— Directions —
Line by line, return the data exactly as shown.

(Collection entries)
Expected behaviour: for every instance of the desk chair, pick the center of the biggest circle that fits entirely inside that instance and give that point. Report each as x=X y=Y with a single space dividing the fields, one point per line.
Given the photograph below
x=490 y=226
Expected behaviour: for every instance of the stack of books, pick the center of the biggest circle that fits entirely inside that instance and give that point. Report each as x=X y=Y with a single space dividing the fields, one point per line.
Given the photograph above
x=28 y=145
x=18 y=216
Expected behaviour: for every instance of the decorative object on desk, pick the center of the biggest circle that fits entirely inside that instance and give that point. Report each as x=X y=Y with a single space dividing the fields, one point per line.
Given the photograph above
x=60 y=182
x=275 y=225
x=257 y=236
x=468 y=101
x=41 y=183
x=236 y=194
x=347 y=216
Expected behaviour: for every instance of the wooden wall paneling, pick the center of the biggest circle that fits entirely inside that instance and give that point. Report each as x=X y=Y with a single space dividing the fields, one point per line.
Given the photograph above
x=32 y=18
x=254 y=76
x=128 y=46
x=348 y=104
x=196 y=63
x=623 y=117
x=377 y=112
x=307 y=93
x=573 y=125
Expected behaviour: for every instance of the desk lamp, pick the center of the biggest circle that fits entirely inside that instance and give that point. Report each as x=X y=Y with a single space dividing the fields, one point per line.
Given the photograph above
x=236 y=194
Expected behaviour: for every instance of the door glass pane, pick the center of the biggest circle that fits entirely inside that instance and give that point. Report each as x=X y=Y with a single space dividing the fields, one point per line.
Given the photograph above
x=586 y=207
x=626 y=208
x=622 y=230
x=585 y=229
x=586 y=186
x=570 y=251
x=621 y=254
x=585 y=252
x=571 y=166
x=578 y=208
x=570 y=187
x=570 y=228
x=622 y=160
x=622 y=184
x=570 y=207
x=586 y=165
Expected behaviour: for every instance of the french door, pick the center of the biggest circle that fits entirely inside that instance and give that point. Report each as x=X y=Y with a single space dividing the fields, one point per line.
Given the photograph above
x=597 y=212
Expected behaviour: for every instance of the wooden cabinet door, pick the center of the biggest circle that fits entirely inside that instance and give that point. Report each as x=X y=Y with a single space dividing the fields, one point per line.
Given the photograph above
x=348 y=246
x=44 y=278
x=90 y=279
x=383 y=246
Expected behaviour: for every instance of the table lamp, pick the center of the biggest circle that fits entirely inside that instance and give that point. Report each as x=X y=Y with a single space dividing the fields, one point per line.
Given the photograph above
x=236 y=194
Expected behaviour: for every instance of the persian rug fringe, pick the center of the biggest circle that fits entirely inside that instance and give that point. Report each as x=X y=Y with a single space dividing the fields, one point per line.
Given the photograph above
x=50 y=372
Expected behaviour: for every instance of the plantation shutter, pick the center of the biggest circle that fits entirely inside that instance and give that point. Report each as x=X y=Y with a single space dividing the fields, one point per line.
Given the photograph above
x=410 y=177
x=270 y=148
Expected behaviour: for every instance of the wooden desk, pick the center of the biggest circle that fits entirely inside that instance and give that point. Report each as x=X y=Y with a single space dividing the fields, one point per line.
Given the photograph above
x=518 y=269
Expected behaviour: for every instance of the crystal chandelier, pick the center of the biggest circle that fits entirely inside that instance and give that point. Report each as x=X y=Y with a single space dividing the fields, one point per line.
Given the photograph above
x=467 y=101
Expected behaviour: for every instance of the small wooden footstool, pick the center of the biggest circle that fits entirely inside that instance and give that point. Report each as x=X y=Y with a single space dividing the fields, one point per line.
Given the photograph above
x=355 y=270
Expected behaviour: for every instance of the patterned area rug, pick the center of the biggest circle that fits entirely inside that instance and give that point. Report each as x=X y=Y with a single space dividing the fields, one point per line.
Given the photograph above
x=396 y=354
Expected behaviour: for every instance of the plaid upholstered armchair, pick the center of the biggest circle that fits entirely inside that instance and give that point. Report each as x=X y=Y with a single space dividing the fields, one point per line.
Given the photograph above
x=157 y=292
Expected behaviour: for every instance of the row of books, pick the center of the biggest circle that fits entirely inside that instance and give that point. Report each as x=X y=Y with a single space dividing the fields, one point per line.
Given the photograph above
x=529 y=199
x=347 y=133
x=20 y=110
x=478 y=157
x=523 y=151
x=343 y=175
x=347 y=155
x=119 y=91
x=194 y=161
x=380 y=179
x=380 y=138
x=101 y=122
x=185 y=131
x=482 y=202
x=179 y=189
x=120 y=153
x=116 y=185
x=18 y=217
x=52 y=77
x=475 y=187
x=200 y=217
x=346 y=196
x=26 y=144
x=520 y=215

— Solution for this exercise —
Expected behaviour: for every instance of the desk chair, pick the center of the biggest circle that fits entirely inside that instance and give that point. Report each as x=X y=Y with a single space dividing the fields, one point per line.
Given the photograph below
x=490 y=226
Expected behaviour: for every instance of the stack of books, pick the center of the biggest circle that fits entirely inside that instance and give that point. Report each as x=X y=Y with a single space dividing the fields, one point per line.
Given the photograph above
x=28 y=145
x=18 y=216
Expected behaviour: for every instance of the decorative object on desk, pick the center of the biggest circle that fits entirely inside that instance and give that point. Report each as x=X y=Y with a single space dividing the fields, one point per line.
Given the photograph above
x=60 y=182
x=275 y=225
x=257 y=236
x=468 y=101
x=41 y=183
x=236 y=194
x=347 y=216
Expected behaviour: for every instance of the wooden wall paneling, pick the center of the biggest circle that fits entirely inside that instance and give that point. Report each as x=X y=Y with a single space dividing the fields, one point per line.
Given the photograph above
x=32 y=18
x=254 y=76
x=128 y=46
x=348 y=104
x=196 y=63
x=623 y=117
x=377 y=112
x=307 y=93
x=573 y=125
Expected behaviour: for every instance of the desk lamp, pick the center of the biggest circle that fits entirely inside that instance and give that point. Report each as x=X y=Y with a single space dividing the fields, one point per line.
Given the photograph above
x=236 y=194
Expected behaviour: for every instance of the door glass pane, pick the center of the biggest circle that fits entirely inside that instance and give that point. Report each as x=X y=Y with a single space dividing the fields, one point per line.
Given the photograph above
x=586 y=207
x=626 y=208
x=622 y=230
x=585 y=229
x=586 y=186
x=570 y=251
x=621 y=254
x=585 y=252
x=571 y=166
x=578 y=208
x=570 y=187
x=570 y=228
x=622 y=160
x=622 y=184
x=570 y=207
x=586 y=165
Expected behaviour: for every instance of the french door, pick the center of the biggest circle that fits entirely inside that instance and give that point. Report each as x=X y=Y with a single space dividing the fields, one point per line.
Given the photograph above
x=597 y=212
Expected behaviour: for every instance of the wooden cabinet door, pick the center of the biggest circle that fits entirely inside that instance and give that point. Report each as x=X y=Y with a single space dividing the fields, one point per line.
Given the photograph above
x=348 y=246
x=44 y=278
x=90 y=279
x=383 y=246
Expected behaviour: for every instance of the table lamp, pick the center of the biggest circle that fits entirely inside that instance and give that point. Report each as x=X y=Y with a single space dividing the fields, one point per line.
Given the photograph above
x=236 y=194
Expected behaviour: for every instance of the persian rug fringe, pick the center of the biggest circle that fits entirely inside that instance and give that point. Report each as x=X y=Y with a single space dividing the fields, one point per line.
Given the photograph above
x=50 y=372
Expected behaviour: for every instance of the plantation shutter, pick the center of the biggest circle that fits entirely inside that instance and give that point. Report each as x=X y=Y with a single space dividing the fields, one point per line.
Given the photograph above
x=410 y=177
x=270 y=148
Expected behaviour: for every instance of the wooden desk, pick the center of the biggest circle that fits entirely inside that instance and give that point. Report each as x=X y=Y with a single space dividing the fields, one point per line.
Given the photograph above
x=518 y=269
Expected behaviour: for every instance of the crystal chandelier, pick the center of the biggest circle that fits entirely inside that instance and give that point. Report each as x=X y=Y with a single space dividing the fields, one point per line.
Given the photograph above
x=467 y=101
Expected behaviour: for every instance of the small wooden footstool, pick the center of the biggest circle that fits entirely inside that instance and give that point. Report each as x=X y=Y with a single space dividing the fields, one point per line.
Given the photograph above
x=355 y=270
Expected behaviour: for every instance of the patterned area rug, pick the center of the biggest circle that fits entirely inside that instance and give that point. Report each as x=X y=Y with a single space dividing the fields, one point per line.
Given the photograph above
x=396 y=354
Expected behaviour: for every instance of the plaid upholstered armchair, pick the center of the biggest circle that fits entirely inside that instance and give that point. Report each as x=X y=Y with a single space dividing the fields, one point per line.
Given the photograph above
x=157 y=292
Expected behaviour: for every instance of the row of books, pick the center of the biggest circle that fits entirely inside that instance and give that point. Report each as x=X y=Y with a single space dividing the fields, one point per line.
Given the photograph above
x=529 y=199
x=347 y=133
x=20 y=110
x=478 y=157
x=523 y=151
x=343 y=175
x=347 y=155
x=119 y=91
x=194 y=161
x=380 y=179
x=380 y=138
x=101 y=122
x=185 y=131
x=482 y=202
x=179 y=189
x=120 y=153
x=116 y=185
x=18 y=217
x=52 y=77
x=475 y=187
x=200 y=217
x=346 y=196
x=26 y=144
x=520 y=215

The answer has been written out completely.